> [Texte à lire]:

========

ISTANBUL — La livre turque a atteint un plus bas historique cette semaine, signe que Ankara relâche son contrôle sur le marché des changes, après que le nouveau chef de l’économie du pays, Mehmet Simsek, a promis un retour à des mesures “rationnelles” pour la gestion de l’économie.
On s’attend à ce que l’augmentation des taux d’intérêt soit la prochaine étape cruciale après que le président Recep Tayyip Erdogan a remplacé le gouverneur de la Banque centrale vendredi, à la suite de sa nomination de Simsek en tant que ministre du Trésor et des Finances la semaine dernière. Ces mouvements sont perçus comme un signal qu’Erdogan se retirera de ses politiques hétérodoxes, largement blâmées pour la crise monétaire et le coût de la vie en Turquie, après avoir remporté sa réélection le 28 mai. Simsek, qui a été ministre des Finances et vice-Premier ministre sous Erdogan de 2009 à 2018, est très respecté parmi les investisseurs internationaux, dont la Turquie a désespérément besoin pour atténuer ses problèmes économiques.
Prenant la tête de la Banque centrale, Hafize Gaye Erkan est la première femme à diriger l’institution après avoir été une haute dirigeante à la First Republic Bank et à Goldman Sachs aux États-Unis. Sahap Kavcioglu, un fidèle d’Erdogan qui a suivi la controversée politique de baisse des taux du président, a été nommé à la tête de l’autorité de surveillance bancaire de la Turquie, ce qui a conduit certains observateurs à se demander quelle autonomie Simsek aura pour remodeler les organismes et les politiques économiques.
Les corrections nécessaires, entre-temps, présagent certains effets secondaires. Par exemple, l’économie turque est fortement dépendante des importations, en particulier l’énergie, et une hausse des prix des devises étrangères signifierait une augmentation des coûts et donc une hausse de l’inflation des consommateurs. Et avec la perspective de politiques de rigueur entraînant une chute de la demande, l’économie commencerait à se contracter. Ce danger soulève le spectre de la stagflation, une stagnation économique accompagnée d’une inflation élevée.
Erdogan avait adopté une politique populiste et axée sur la croissance depuis 2021, en vue des élections. Malgré une inflation galopante, la Banque centrale a baissé les taux à la demande d’Erdogan, qui soutient la vision non conventionnelle selon laquelle des taux d’intérêt élevés provoquent une inflation élevée. La politique controversée a provoqué une ruée vers le dollar, entraînant une crise monétaire en décembre 2021. Pour arrêter la fuite de la livre, Ankara a introduit le soi-disant système de dépôt protégé par le forex, dans lequel le Trésor et la Banque centrale dédommagent les déposants en livres pour toute perte qu’ils subissent à cause de la dépréciation de la monnaie. Le système a contribué à maintenir la livre relativement stable, pour un coût annuel de quelque 200 milliards de livres (8,7 milliards de dollars) pour l’État. À la fin du mois de mai, le système détenait 2,5 billions de livres, soit un quart de tous les dépôts.

========

> [Données enregistrées]:
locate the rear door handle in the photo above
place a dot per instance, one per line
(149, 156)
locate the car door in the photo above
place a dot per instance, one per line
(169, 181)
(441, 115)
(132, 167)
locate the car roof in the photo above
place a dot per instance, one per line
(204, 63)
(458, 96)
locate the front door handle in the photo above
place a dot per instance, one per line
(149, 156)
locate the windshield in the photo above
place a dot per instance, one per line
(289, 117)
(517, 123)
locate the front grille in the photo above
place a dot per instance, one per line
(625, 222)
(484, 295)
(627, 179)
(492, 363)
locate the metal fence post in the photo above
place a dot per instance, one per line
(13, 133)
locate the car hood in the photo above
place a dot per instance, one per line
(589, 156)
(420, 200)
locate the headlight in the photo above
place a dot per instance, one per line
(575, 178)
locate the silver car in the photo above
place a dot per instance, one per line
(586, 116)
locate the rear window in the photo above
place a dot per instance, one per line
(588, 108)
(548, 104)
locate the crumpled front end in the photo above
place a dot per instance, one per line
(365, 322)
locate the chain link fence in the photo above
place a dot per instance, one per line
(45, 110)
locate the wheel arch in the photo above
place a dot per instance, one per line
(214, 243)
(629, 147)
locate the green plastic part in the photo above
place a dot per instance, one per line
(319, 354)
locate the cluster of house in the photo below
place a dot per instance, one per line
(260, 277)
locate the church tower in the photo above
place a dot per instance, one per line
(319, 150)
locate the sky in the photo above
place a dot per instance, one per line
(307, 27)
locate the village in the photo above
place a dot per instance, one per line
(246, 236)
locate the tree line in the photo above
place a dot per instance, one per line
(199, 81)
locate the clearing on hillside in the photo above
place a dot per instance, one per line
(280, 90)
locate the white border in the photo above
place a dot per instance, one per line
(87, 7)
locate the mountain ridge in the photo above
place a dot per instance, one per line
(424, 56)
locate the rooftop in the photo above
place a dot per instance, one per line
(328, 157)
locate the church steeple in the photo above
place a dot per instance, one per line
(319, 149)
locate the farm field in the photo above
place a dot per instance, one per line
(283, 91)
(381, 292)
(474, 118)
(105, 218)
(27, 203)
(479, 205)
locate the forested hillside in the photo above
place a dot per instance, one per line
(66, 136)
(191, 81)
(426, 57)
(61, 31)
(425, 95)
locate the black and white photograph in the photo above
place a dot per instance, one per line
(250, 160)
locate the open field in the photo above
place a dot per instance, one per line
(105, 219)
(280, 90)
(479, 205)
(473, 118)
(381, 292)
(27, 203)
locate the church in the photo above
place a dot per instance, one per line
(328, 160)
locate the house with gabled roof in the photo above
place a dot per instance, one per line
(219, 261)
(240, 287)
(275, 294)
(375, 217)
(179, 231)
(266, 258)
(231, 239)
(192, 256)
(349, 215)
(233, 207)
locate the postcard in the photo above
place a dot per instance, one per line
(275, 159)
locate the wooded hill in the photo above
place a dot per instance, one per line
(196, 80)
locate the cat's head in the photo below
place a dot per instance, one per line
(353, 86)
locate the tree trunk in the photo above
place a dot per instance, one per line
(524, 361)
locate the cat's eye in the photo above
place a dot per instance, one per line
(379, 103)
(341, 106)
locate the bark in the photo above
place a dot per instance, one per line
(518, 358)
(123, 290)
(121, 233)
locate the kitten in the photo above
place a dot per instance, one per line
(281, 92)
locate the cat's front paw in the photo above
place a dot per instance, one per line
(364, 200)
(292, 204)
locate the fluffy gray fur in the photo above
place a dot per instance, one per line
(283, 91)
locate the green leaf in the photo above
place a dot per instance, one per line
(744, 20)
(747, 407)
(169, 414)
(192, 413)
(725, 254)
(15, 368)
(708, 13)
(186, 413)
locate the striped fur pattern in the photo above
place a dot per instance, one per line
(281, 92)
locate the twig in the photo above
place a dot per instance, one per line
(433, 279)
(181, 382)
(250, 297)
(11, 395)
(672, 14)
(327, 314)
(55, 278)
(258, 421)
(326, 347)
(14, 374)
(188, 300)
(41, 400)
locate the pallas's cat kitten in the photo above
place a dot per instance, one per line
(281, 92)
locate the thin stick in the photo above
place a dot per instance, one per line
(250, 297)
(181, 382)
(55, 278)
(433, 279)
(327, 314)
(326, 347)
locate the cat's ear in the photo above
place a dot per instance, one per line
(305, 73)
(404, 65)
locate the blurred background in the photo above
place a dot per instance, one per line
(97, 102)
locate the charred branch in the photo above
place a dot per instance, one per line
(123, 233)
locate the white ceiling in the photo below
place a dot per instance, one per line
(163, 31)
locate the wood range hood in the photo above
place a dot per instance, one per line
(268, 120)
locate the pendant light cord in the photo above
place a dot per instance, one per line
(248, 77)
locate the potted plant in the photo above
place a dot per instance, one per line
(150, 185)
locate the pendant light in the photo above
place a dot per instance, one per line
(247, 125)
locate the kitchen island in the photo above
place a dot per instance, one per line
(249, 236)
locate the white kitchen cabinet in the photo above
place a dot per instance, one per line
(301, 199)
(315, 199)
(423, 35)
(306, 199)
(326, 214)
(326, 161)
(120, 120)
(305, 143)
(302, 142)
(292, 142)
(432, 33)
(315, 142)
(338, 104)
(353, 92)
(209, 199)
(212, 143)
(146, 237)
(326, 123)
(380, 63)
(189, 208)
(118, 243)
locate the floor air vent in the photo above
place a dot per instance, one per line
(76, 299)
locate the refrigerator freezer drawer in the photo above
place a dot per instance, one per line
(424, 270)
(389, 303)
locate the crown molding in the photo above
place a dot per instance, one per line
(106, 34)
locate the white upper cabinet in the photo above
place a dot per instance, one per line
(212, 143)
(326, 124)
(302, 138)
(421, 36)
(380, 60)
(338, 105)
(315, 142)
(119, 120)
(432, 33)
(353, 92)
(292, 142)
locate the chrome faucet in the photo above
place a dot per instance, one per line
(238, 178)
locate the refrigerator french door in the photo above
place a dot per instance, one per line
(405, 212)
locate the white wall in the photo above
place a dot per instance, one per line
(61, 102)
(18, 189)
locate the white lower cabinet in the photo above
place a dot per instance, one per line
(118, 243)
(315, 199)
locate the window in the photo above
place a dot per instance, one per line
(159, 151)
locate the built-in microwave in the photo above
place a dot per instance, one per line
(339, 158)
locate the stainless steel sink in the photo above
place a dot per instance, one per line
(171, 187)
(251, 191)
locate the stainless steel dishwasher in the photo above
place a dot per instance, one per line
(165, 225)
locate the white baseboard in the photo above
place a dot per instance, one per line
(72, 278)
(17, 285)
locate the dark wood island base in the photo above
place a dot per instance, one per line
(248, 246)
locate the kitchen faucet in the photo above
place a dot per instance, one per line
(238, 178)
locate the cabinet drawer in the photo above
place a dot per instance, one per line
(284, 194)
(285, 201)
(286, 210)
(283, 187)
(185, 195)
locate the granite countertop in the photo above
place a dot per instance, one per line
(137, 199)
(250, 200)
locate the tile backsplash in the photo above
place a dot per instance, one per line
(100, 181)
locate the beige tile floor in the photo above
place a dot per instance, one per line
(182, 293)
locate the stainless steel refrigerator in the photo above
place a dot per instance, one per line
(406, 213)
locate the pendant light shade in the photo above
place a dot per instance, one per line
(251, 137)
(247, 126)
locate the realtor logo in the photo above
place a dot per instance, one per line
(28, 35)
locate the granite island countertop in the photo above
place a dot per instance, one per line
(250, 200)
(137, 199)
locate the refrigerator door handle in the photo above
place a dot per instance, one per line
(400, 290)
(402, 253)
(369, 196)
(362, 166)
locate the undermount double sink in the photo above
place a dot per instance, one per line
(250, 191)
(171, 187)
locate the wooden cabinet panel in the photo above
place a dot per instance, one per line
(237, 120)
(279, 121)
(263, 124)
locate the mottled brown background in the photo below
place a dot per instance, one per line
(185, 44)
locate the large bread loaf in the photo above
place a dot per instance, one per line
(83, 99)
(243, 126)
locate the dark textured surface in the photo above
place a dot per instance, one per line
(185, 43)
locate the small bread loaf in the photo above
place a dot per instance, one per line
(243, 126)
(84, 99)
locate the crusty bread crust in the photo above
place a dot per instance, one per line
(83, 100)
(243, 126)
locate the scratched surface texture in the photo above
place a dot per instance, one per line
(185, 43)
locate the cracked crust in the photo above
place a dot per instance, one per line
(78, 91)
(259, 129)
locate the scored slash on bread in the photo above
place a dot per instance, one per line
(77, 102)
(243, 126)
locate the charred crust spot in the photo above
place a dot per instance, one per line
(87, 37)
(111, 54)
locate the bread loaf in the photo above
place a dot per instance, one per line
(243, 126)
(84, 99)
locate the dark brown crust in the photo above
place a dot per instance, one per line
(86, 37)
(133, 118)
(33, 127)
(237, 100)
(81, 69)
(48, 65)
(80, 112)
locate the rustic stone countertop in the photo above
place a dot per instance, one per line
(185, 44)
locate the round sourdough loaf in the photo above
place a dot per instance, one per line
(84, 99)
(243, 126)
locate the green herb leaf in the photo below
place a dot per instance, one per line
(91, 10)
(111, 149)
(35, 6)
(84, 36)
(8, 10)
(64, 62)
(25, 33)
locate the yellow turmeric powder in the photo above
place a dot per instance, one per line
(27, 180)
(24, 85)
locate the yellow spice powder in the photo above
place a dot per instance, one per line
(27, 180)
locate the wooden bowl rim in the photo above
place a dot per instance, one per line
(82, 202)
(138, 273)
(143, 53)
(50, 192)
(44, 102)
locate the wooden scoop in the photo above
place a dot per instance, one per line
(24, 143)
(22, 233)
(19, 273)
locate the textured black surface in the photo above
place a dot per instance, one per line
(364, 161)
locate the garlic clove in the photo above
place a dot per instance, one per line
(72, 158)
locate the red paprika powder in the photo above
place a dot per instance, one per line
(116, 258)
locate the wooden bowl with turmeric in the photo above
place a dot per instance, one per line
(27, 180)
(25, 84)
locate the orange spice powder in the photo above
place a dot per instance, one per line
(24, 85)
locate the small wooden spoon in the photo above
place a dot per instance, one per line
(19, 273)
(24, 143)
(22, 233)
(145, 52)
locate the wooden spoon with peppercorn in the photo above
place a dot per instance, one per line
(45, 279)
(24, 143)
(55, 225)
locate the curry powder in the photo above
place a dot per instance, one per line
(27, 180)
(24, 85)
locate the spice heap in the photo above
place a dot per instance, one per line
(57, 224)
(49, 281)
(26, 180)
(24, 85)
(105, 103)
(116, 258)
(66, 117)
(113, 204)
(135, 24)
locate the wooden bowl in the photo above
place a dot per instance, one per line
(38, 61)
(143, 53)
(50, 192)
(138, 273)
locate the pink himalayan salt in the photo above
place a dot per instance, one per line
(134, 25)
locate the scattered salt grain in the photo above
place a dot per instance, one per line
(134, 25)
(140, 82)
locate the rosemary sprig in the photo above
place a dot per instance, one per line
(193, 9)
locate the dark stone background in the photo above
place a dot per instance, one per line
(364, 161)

========

> [Exercices]:
1) Les affirmations suivantes sont-elles conformes à l'article sur la livre turque ? (a) Simsek a déjà été ministre des Finances sous Erdogan. (b) Sahap Kavcioglu a été maintenu à la tête de la Banque centrale. (c) La crise monétaire a éclaté en décembre 2021. Répondez par oui ou par non et citez les mots décisifs de l'article.
2) D'après l'article sur la livre turque, combien le système de dépôt protégé par le forex coûte-t-il chaque année à l'État ?
3) Recopiez, dans l'article sur la livre turque, le passage qui commence par les mots contenant « ISTANBUL — La » et s'achève sur « gestion de l’économie. ».

> [Résultats attendus]:
1)
(a) Oui : « a été ministre des Finances et vice-Premier ministre sous Erdogan de 2009 à 2018 ».
(b) Non : « a été nommé à la tête de l’autorité de surveillance bancaire de la Turquie ».
(c) Oui : « entraînant une crise monétaire en décembre 2021 ».

2) Il coûte quelque 200 milliards de livres (8,7 milliards de dollars) par an à l'État.

3)
ISTANBUL — La livre turque a atteint un plus bas historique cette semaine, signe que Ankara relâche son contrôle sur le marché des changes, après que le nouveau chef de l’économie du pays, Mehmet Simsek, a promis un retour à des mesures “rationnelles” pour la gestion de l’économie.